#### Records provided

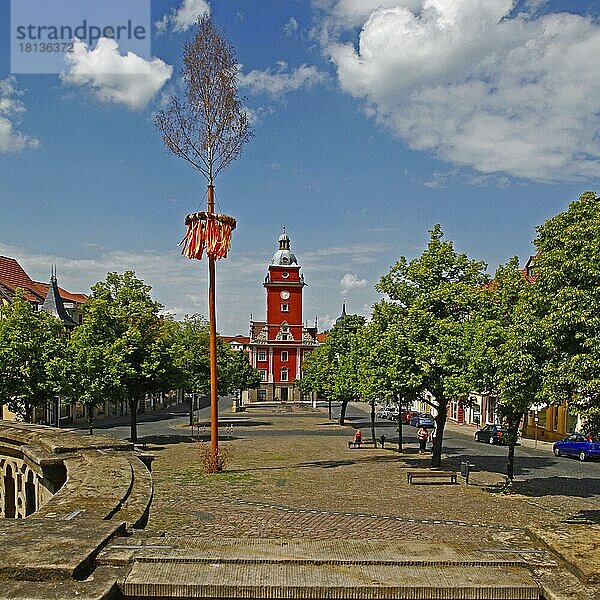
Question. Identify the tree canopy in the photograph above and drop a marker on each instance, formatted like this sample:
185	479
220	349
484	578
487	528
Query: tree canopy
436	295
567	285
32	347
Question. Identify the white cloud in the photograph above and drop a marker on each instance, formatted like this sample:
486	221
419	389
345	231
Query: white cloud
291	26
350	282
517	95
281	81
11	140
181	284
352	13
129	80
184	17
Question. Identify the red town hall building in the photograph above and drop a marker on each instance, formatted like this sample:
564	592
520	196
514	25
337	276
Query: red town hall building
278	345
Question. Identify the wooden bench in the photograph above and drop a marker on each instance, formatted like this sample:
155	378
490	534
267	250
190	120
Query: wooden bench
426	474
364	443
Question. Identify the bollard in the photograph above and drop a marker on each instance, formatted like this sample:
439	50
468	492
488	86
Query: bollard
465	470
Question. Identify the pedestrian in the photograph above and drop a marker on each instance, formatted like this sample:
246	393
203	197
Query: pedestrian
358	437
423	437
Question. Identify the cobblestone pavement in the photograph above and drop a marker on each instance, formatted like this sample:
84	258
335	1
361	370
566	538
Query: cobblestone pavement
291	474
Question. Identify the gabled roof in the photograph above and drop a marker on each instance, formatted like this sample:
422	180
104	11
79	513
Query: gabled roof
13	273
13	276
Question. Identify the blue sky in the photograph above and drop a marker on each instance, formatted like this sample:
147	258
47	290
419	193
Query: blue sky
374	120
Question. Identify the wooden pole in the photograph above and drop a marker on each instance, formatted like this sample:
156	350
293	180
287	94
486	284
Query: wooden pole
212	319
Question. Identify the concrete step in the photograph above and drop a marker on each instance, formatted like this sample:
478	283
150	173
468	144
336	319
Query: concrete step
142	548
196	567
263	581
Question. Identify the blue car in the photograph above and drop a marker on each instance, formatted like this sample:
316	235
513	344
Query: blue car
577	444
423	420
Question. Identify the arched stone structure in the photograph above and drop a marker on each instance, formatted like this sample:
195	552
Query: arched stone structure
23	489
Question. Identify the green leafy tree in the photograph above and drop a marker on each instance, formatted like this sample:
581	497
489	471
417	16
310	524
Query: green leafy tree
387	369
332	368
506	351
32	347
92	369
568	299
122	322
438	293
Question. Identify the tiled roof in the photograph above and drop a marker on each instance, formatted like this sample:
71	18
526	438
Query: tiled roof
12	273
13	276
42	288
240	339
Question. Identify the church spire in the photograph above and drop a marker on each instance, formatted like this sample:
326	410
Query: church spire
53	303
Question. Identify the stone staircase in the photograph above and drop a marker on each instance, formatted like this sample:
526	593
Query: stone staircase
191	567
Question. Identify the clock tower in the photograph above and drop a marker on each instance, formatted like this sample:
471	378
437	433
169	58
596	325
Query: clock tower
279	344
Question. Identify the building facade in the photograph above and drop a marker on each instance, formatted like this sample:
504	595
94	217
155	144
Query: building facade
278	345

########

■ **Written request**: Render every line of the records above as a Markdown table with the columns "Row" and "Line", numbering each line and skipping blank ones. Leave the pictures out of the table.

■ **Solution for this problem**:
| Row | Line |
|---|---|
| 1 | Question. Identify the tree canopy in the photograph above and drop a marker on each instance, formatted like this sample: |
| 2 | 185	479 |
| 3 | 220	349 |
| 4 | 484	578 |
| 5 | 487	528 |
| 6 | Query: tree canopy |
| 7 | 436	295 |
| 8 | 567	285 |
| 9 | 32	347 |
| 10 | Question. Identify the white cloud in the photograph above and drop a marker on each instance, formatted like this sample: |
| 11 | 486	221 |
| 12 | 419	389 |
| 13 | 345	231 |
| 14 | Query: white cloud |
| 15 | 291	26 |
| 16 | 350	282 |
| 17 | 517	95 |
| 18 | 281	81 |
| 19 | 11	140 |
| 20 | 181	284 |
| 21 | 352	13 |
| 22 | 129	80 |
| 23 | 184	17 |
| 24 | Question. Identify the red town hall building in the photograph above and drop a marker on each instance, formatted like this sample: |
| 25 | 564	592 |
| 26 | 520	196 |
| 27 | 514	25 |
| 28 | 337	276 |
| 29 | Query: red town hall building |
| 30 | 278	345 |
| 31 | Question. Identify the wooden bench in the photograph above and drop a marker on each instance, formatted like this sample: |
| 32 | 155	378 |
| 33 | 490	534 |
| 34 | 267	250 |
| 35 | 190	120 |
| 36 | Query: wooden bench |
| 37 | 426	474 |
| 38 | 364	443 |
| 39 | Question. Identify the bollard in the photograph above and drop a marker on each instance, formatted like this sample: |
| 40 | 439	50 |
| 41 | 468	492 |
| 42 | 488	86 |
| 43 | Query: bollard |
| 44 | 465	470 |
| 45 | Question. Identify the pedestrian in the photograph above and drop a marker on each instance, formatted like this sample: |
| 46 | 246	393 |
| 47 | 203	197 |
| 48 | Query: pedestrian |
| 49 | 358	437 |
| 50 | 423	437 |
| 51 | Question. Identify the cobblestone pavement in the photograph above and drop a marker on each instance, formatted like this sample: |
| 52 | 84	258 |
| 53 | 335	1 |
| 54 | 361	370 |
| 55 | 566	538 |
| 56 | Query: cobblestone pavement |
| 57 | 291	474 |
| 58 | Question. Identify the gabled roof in the photograph above and drop a marker on each instance, formatted like this sample: |
| 59 | 422	180 |
| 60 | 104	11 |
| 61 | 79	513 |
| 62 | Query: gabled roof |
| 63 | 13	273 |
| 64 | 13	276 |
| 65 | Question. Identify the blue sky in the photograph above and drop a marker on each instance, formatted like this sample: |
| 66 | 147	258 |
| 67 | 47	290 |
| 68 | 419	193 |
| 69 | Query: blue sky |
| 70 | 374	120 |
| 71 | Question. Identify the wooden pole in the photograph above and drop a marker on each instance, formatted like this sample: |
| 72 | 156	350 |
| 73 | 293	180 |
| 74 | 287	94 |
| 75 | 486	284 |
| 76 | Query: wooden pole |
| 77 | 212	319 |
| 78 | Question. Identify the concrete step in the photograph above and drop a marker on each instance, formatted like this sample: |
| 79 | 478	283 |
| 80 | 150	173 |
| 81 | 468	144 |
| 82 | 336	319 |
| 83 | Query: concrete step |
| 84 | 142	548 |
| 85 | 196	567 |
| 86 | 263	581 |
| 87 | Question. Identify the blue car in the photograph above and drop a marker on each instance, formatted like this sample: |
| 88 | 316	235 |
| 89 | 513	344 |
| 90 | Query: blue car |
| 91 | 577	444 |
| 92 | 423	420 |
| 93 | Question. Identify the arched stone structure in the photograph above and drop a marker on each instance, formatted like this sample: |
| 94 | 195	552 |
| 95 | Query: arched stone structure |
| 96 | 23	489 |
| 97 | Question. Identify the green leafy tree in the photograph above and drop a marker on each instance, formatted like this sample: |
| 98 | 581	497 |
| 99 | 489	471 |
| 100 | 417	16 |
| 101 | 310	524 |
| 102 | Query: green leafy tree |
| 103 | 387	369 |
| 104 | 332	368 |
| 105 | 506	351 |
| 106 | 32	347 |
| 107 | 92	369 |
| 108 | 568	299 |
| 109 | 122	322 |
| 110 | 438	293 |
| 111 | Question. Identify the tiled roof in the photograph above and drop a marker on each instance, formatted like this sample: |
| 112 | 71	18 |
| 113 | 526	438 |
| 114 | Query: tiled roof |
| 115 | 12	273 |
| 116 | 13	276 |
| 117 | 42	288 |
| 118 | 240	339 |
| 119 | Question. Identify the church spire in the photograph above and drop a marker on each instance, formatted like this sample: |
| 120 | 326	410 |
| 121 | Query: church spire |
| 122 | 53	303 |
| 123 | Question. Identify the stone staircase in the photograph above and drop a marker on each instance, formatted like this sample: |
| 124 | 526	593 |
| 125 | Query: stone staircase |
| 126 | 191	567 |
| 127 | Question. Identify the clock tower in the photograph above and drop a marker on each instance, formatted like this sample: |
| 128 | 471	378 |
| 129 | 437	433 |
| 130 | 169	58 |
| 131 | 596	325 |
| 132 | Query: clock tower |
| 133 | 279	344 |
| 134 | Question. Identify the building facade in the photograph above and drop a marker on each instance, formatted like this sample: |
| 135 | 504	595 |
| 136 | 94	217 |
| 137 | 155	144 |
| 138 | Query: building facade |
| 139 | 278	345 |